What this task involves:
Change every occurrence of "one dot per instance" in the items to "one point per instance", and reproduce the lines otherwise unaltered.

Raw items
◇ ◇ ◇
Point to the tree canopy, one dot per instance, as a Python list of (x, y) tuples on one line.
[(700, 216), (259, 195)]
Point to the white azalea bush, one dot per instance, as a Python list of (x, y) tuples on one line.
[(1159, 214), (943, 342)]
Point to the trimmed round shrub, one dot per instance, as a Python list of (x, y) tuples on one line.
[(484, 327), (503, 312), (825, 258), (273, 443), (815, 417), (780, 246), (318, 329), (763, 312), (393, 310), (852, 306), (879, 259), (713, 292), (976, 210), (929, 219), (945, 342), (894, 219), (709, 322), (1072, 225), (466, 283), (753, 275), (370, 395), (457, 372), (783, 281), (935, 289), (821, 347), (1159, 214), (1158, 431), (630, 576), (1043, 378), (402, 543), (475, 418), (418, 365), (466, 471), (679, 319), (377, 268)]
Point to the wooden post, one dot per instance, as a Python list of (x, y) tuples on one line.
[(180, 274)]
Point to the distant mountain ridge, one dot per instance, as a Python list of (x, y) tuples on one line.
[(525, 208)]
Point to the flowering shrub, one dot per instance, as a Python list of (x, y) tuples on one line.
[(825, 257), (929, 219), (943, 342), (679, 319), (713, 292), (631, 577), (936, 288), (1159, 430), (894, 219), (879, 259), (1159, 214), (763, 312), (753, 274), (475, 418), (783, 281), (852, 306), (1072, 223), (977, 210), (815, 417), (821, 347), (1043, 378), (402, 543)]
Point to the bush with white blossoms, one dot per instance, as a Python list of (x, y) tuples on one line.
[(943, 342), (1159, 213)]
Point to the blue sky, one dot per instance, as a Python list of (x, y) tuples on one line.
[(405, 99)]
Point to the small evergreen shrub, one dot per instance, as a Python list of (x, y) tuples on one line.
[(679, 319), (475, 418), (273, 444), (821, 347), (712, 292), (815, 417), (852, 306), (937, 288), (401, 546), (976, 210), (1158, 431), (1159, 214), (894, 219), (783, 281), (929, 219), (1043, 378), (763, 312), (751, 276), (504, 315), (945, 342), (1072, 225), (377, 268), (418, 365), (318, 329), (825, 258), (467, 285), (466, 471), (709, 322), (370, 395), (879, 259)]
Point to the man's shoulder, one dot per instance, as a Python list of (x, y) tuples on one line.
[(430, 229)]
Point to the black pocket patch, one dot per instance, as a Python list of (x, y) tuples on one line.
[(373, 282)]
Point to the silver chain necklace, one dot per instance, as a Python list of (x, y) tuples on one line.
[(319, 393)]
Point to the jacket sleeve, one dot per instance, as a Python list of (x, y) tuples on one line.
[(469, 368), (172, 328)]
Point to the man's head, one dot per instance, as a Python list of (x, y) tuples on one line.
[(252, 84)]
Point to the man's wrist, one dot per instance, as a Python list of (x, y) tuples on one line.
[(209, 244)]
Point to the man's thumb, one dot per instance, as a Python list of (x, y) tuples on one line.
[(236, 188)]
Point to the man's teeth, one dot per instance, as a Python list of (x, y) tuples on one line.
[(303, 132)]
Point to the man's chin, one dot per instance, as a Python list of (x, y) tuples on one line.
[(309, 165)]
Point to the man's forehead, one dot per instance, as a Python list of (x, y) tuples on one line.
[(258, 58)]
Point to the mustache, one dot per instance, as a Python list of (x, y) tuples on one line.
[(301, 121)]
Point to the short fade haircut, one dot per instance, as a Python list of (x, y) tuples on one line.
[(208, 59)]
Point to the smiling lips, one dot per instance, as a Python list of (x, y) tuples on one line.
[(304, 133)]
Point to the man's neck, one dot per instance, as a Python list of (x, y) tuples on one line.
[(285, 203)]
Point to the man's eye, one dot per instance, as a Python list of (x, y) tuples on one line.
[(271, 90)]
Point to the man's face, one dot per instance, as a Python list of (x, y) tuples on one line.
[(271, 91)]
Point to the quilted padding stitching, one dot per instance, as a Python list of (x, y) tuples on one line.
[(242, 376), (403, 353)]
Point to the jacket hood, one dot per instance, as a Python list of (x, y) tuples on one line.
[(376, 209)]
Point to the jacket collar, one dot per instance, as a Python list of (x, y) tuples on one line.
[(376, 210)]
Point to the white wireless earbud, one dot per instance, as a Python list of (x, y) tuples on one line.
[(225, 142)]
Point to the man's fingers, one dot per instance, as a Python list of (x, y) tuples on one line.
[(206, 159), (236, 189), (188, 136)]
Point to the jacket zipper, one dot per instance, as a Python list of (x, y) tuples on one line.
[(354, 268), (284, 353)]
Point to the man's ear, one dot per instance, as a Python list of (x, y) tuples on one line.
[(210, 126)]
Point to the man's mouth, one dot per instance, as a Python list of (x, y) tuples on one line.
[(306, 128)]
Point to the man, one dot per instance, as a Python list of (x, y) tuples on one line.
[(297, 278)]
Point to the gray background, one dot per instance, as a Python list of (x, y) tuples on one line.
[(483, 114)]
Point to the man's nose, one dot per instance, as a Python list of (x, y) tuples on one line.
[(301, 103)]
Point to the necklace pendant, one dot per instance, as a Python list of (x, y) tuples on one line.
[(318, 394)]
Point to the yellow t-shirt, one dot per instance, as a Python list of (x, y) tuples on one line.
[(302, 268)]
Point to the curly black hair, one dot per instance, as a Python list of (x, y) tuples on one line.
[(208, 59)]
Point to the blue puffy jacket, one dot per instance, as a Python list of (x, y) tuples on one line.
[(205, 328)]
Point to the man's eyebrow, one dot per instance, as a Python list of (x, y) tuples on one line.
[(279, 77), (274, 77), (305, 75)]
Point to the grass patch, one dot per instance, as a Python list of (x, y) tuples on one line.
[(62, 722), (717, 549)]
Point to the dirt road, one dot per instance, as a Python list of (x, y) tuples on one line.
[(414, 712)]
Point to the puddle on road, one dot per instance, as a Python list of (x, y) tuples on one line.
◇ ◇ ◇
Task output:
Point to the tree canopy, one point per instance, as a Python list of (x, y) tuples on one line.
[(700, 216), (259, 195)]
Point to the white azalea bush, one point per instance, as a Python list of (x, y) tuples on one line.
[(1159, 214), (943, 342)]
Point to the trimmed round shrub, one point per instance, as a Python list of (x, y) tuples on one line.
[(484, 327), (503, 312), (825, 258), (273, 443), (815, 417), (780, 246), (318, 329), (763, 312), (393, 310), (852, 306), (879, 259), (713, 292), (976, 210), (929, 219), (945, 342), (894, 219), (709, 322), (1072, 225), (466, 283), (753, 275), (370, 395), (457, 372), (783, 281), (935, 289), (821, 347), (1159, 214), (1158, 431), (630, 576), (1043, 378), (402, 543), (475, 418), (418, 365), (466, 471), (679, 319), (377, 268)]
Point to the wooden post, one point per instance, as a Python list of (x, y) tuples on one line.
[(180, 274)]
Point to the distant mountain ridge, one point per instance, as a Python list of (x, y) tuples on one line.
[(525, 208)]
Point to the flowering shrub, one point per instance, as a Python list of (x, y) tuples on one line.
[(825, 257), (929, 219), (943, 342), (679, 319), (713, 292), (631, 577), (936, 288), (1159, 430), (894, 219), (879, 259), (1159, 214), (763, 312), (753, 274), (475, 418), (783, 281), (852, 306), (1072, 223), (977, 210), (815, 417), (821, 347), (1043, 378), (402, 543)]
Point to the bush with white blossoms, one point per instance, as a Python list of (x, y) tuples on one line.
[(943, 342), (1159, 213)]
Point to the blue sky, one point per instance, as a Python list of (x, y) tuples on one line.
[(405, 99)]
Point to the small evergreen shrub, one point per instance, as a Python list of (x, y) tuples on one line.
[(679, 319), (475, 418), (273, 444), (821, 347), (712, 292), (815, 417), (852, 306), (937, 288), (401, 546), (976, 210), (1158, 431), (1159, 214), (894, 219), (783, 281), (929, 219), (1043, 378), (763, 312), (751, 276), (504, 315), (945, 342), (1072, 225), (377, 268), (418, 365), (318, 329), (825, 258), (467, 285), (466, 471), (709, 322), (370, 395), (879, 259)]
Point to the man's shoulder, one point per instance, as a Python list of (x, y) tuples on one line.
[(430, 229)]
Point to the black pocket patch, one point per instance, as a Python list of (x, y) tuples on one line.
[(373, 282)]
Point to the silver chain necklace, one point per instance, as a Python list of (x, y) tuples on one line.
[(319, 393)]
Point to the jacket sleeve, one point per instance, as a Python list of (x, y) tuples on one line.
[(469, 368), (172, 328)]
Point to the man's head, one point per instance, as a Python list of (x, y) tuples on one line.
[(252, 84)]
Point to the man's wrist, one point per instance, as a Python list of (x, y) tuples on one line.
[(209, 244)]
Point to the man's thumb, one point per instance, as a Python list of (x, y) tuples on one line.
[(236, 188)]
Point to the man's teeth, one point per instance, as a Python list of (x, y) tuples on one line.
[(303, 132)]
Point to the man's chin, one point per instance, as a Python list of (x, y) tuples on one line.
[(309, 165)]
Point to the man's forehead, one point per instance, as a Python list of (x, y) tuples on one line.
[(258, 58)]
Point to the mustache, one point per instance, as a Python list of (x, y) tuples on one line.
[(301, 121)]
Point to the short fade haircut, one point per instance, as a Python list of (x, y) tuples on one line.
[(208, 59)]
Point to the smiling lips, one point per instance, as a Python list of (x, y) tuples on one line.
[(304, 133)]
Point to the man's neck, one point per instance, as a Python list of (x, y) tuples on one line.
[(285, 203)]
Point to the man's eye, one point per instance, as a Python list of (x, y) tuples on one line.
[(271, 90)]
Point to the man's face, one point per instance, as a Python list of (x, y) tuples on one line.
[(271, 91)]
Point to the quilted padding stitching, one point per instance, as a Python list of (x, y) tuples on one line.
[(242, 376), (403, 353)]
Point to the jacket hood, one point per instance, as a Python list of (x, y) tuples on one line.
[(376, 209)]
Point to the jacket collar, one point per instance, as a Python list of (x, y) tuples on one line.
[(376, 210)]
Point to the white wireless earbud, one point per instance, as a Python list of (x, y) tuples on one line.
[(225, 142)]
Point to the man's fingers, one point per instance, as a Python list of (x, y) tuples on one line.
[(206, 159), (236, 189), (188, 136)]
Point to the jacket zipper, one point per instance, as a Python list of (x, y) tuples on one line.
[(354, 268), (284, 353)]
Point to the man's ear, one point per instance, as a Python list of (x, y) tuples on one line.
[(210, 126)]
Point to the man's mouth, one point per instance, as a Python list of (x, y) tuples on one line.
[(306, 128)]
Point to the man, one point per instance, as a Python list of (x, y) tuples on one line.
[(297, 278)]
Point to the gray background, one point per instance, as a Python list of (x, y) tuples on one line.
[(483, 114)]
Point to the man's nose, one point per instance, as a Python list of (x, y) tuples on one line.
[(301, 103)]
Point to the necklace pendant, one point per instance, as a Python list of (x, y) tuples on one line.
[(318, 394)]
Point to the yellow t-shirt, one point per instance, as a Python list of (x, y) tuples on one line.
[(302, 268)]
Point to the curly black hair, one point per instance, as a Python list of (x, y) tuples on one line.
[(208, 59)]
Point to the blue puffy jacket, one point per instance, as a Python list of (x, y) tuples on one line.
[(205, 328)]
Point to the man's eyebrow, one point per instance, as a Python list of (x, y) tuples on one line.
[(279, 77), (274, 77), (305, 75)]
Point to the grass patch, one point per instance, as a Python list of (x, y) tuples on one line.
[(62, 722), (717, 549)]
Point to the dirt road, one point per instance, as a Python list of (x, y) tuples on one line.
[(414, 712)]
Point to the puddle on road, one point per instance, as a Python list of (x, y) tuples on one line.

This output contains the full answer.